◆ Work order
For the records below, work out the number of lines holding "then" and reply with only that.

________________

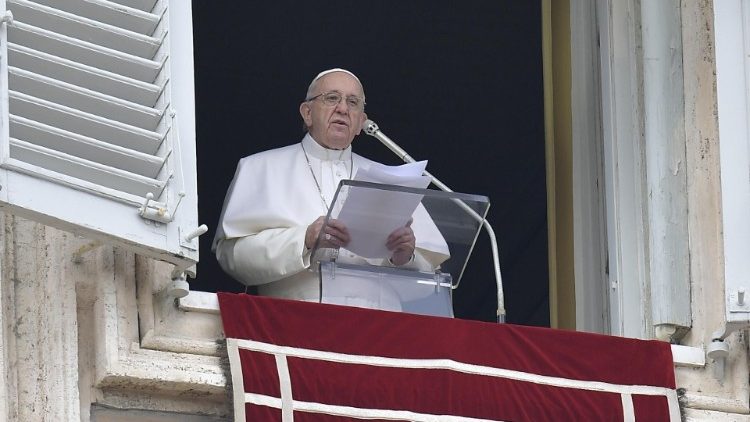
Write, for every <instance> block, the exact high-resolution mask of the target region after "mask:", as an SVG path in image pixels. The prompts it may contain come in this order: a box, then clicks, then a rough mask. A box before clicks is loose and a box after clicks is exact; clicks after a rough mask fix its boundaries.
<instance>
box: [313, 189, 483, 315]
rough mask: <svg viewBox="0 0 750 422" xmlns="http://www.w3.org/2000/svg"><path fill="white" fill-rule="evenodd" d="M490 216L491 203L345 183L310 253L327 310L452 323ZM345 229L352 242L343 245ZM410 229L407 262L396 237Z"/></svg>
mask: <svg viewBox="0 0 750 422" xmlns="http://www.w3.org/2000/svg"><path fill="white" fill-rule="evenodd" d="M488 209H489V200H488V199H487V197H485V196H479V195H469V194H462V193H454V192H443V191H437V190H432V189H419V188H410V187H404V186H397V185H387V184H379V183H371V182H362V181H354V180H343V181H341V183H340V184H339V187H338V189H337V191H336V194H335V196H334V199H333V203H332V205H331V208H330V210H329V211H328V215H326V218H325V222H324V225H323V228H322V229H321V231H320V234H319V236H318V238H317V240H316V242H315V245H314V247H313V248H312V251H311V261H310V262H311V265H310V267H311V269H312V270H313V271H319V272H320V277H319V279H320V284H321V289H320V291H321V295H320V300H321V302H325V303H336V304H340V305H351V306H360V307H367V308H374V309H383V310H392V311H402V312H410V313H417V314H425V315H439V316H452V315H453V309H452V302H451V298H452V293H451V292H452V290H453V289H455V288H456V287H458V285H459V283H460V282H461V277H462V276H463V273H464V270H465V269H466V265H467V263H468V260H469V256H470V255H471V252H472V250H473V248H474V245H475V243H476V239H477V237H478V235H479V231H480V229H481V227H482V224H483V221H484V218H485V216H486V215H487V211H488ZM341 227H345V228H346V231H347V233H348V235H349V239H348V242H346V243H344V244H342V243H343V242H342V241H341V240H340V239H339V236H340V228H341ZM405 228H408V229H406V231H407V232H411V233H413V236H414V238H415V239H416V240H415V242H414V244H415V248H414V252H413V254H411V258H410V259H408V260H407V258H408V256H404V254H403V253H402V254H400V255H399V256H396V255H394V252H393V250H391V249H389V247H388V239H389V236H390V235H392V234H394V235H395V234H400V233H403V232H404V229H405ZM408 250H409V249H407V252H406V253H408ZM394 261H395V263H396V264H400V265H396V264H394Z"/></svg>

________________

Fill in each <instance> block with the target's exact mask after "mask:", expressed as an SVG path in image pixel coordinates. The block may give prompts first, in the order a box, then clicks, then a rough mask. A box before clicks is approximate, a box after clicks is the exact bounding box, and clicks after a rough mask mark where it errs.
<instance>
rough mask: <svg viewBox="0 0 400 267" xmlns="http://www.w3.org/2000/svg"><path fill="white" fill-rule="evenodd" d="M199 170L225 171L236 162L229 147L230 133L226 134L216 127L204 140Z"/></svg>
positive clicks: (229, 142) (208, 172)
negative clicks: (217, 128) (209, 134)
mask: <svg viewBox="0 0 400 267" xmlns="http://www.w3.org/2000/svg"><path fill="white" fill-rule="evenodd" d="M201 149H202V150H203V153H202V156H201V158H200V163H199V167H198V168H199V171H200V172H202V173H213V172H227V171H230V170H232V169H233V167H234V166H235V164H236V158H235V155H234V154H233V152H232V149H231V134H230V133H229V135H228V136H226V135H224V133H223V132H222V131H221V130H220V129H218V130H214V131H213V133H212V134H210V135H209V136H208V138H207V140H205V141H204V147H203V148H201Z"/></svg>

________________

◆ Response box
2